## Provided information:
------------------------------------------------

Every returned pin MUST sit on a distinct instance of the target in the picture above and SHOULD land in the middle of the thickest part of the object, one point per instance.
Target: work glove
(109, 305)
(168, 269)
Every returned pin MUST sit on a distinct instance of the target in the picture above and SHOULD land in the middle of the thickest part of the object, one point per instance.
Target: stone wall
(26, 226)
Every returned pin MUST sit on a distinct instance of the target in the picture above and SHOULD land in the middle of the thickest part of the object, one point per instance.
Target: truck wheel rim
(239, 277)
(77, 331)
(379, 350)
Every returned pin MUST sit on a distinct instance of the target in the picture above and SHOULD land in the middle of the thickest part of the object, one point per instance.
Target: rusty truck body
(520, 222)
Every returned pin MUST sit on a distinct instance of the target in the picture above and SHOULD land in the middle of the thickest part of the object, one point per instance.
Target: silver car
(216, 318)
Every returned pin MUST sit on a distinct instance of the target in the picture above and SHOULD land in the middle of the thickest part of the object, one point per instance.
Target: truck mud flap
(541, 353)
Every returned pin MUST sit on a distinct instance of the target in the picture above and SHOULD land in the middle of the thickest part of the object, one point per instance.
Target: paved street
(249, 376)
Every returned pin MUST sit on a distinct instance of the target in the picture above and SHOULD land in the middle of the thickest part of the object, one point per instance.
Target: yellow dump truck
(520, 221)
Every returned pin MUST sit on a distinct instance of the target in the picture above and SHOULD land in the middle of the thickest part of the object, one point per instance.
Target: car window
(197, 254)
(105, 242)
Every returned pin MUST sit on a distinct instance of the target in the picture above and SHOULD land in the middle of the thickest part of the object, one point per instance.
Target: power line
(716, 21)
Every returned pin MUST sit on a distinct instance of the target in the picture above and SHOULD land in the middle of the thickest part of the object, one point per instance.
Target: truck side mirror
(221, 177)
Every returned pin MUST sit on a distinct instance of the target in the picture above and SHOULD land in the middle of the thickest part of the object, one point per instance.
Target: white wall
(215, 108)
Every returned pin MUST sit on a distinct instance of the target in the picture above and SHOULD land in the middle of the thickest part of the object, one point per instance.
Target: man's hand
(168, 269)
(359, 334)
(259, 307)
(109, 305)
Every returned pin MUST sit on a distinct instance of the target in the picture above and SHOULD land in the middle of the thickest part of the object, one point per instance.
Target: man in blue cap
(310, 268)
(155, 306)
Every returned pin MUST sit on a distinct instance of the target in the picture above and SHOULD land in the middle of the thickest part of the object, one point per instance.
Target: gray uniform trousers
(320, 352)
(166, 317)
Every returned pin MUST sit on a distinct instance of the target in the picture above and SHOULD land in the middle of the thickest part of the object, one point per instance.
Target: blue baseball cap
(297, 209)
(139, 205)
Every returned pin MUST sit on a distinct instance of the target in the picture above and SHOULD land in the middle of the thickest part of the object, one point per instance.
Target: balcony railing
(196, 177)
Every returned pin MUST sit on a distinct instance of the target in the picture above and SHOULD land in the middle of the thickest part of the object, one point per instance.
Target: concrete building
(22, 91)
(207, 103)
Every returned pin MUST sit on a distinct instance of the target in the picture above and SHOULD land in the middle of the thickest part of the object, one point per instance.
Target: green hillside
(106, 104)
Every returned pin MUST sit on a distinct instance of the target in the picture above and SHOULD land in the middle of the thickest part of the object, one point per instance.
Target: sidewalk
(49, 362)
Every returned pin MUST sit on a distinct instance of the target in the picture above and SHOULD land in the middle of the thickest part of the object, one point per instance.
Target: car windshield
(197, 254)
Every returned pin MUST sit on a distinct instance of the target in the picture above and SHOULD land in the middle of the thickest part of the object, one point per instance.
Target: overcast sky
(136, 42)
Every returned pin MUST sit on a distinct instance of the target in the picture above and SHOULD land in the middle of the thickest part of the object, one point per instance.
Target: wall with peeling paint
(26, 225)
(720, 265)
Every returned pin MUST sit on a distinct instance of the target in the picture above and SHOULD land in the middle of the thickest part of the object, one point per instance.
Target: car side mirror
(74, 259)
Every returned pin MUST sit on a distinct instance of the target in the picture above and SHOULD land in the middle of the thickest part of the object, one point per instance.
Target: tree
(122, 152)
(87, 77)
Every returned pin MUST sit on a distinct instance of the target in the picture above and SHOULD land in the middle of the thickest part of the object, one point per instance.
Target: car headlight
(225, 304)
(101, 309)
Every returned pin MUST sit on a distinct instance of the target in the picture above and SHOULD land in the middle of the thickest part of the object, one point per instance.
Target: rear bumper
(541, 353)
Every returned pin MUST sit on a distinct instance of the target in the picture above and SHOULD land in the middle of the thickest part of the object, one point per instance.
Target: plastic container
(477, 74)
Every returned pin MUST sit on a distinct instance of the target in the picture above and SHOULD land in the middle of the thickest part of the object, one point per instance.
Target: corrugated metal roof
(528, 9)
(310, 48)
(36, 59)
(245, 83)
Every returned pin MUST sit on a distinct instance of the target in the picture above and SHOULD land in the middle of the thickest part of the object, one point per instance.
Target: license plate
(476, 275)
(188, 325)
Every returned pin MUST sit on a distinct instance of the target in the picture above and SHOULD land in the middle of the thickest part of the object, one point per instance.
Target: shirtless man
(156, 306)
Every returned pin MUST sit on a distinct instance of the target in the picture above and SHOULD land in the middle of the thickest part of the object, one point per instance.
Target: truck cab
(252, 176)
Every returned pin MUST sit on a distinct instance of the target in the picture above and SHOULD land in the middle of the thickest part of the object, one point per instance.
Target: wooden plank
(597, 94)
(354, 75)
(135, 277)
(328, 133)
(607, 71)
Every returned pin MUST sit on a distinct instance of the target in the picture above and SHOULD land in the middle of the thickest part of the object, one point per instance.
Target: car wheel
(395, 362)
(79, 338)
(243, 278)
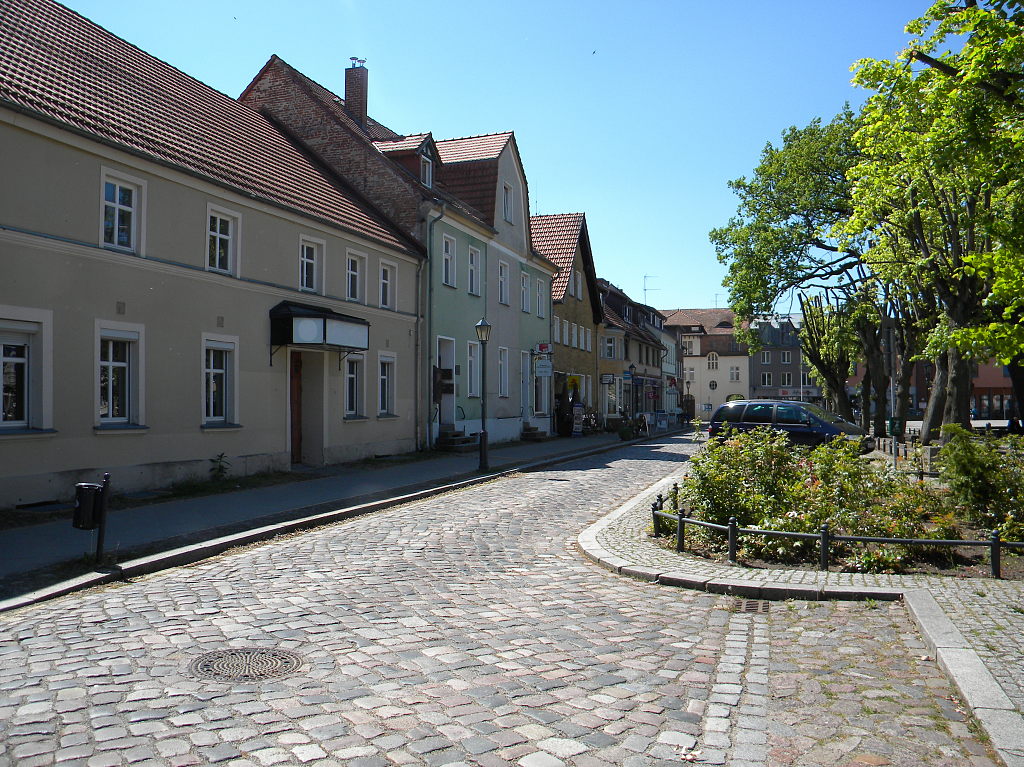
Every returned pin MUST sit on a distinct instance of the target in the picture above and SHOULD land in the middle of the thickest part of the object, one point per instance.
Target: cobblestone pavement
(989, 613)
(467, 630)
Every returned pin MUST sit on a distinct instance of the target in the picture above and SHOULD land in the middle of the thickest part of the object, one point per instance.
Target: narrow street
(467, 630)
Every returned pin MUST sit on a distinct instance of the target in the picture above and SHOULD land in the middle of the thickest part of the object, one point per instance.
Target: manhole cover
(245, 665)
(750, 605)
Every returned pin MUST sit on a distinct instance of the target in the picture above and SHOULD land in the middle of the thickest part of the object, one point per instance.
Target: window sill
(220, 427)
(26, 433)
(119, 428)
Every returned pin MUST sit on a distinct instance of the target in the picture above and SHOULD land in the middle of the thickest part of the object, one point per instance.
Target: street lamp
(483, 335)
(633, 390)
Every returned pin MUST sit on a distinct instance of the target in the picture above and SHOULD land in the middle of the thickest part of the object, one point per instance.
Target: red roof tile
(556, 238)
(714, 322)
(58, 66)
(472, 148)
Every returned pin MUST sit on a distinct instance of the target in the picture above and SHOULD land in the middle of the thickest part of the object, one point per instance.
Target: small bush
(765, 481)
(985, 477)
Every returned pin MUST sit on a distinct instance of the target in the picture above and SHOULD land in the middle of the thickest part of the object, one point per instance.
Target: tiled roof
(373, 130)
(714, 322)
(556, 238)
(472, 148)
(407, 143)
(58, 66)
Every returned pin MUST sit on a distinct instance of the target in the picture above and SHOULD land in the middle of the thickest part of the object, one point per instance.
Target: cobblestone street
(468, 630)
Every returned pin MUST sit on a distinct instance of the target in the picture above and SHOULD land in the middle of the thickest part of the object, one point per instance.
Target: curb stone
(980, 691)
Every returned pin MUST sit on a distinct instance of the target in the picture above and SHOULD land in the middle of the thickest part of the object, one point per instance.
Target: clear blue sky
(636, 114)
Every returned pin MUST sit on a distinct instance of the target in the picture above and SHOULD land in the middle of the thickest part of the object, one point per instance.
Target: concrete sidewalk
(173, 523)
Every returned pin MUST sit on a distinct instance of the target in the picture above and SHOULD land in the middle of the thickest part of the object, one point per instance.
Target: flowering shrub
(766, 481)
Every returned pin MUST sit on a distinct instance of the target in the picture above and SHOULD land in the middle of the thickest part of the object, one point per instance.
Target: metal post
(823, 554)
(484, 463)
(104, 496)
(994, 550)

------------------------------------------------

## About this task:
Beginning at the line with "Target: flowering shrub", write out each line exactly as it stands until the listing ends, and add nothing.

## Exercise response:
Target: flowering shrub
(766, 481)
Every returned pin MUST sit on a distinct instance of the target in the picture above and SHOULD land in the middle of the thickest part of the object, one point per instance.
Target: metal post
(823, 554)
(484, 463)
(104, 496)
(994, 550)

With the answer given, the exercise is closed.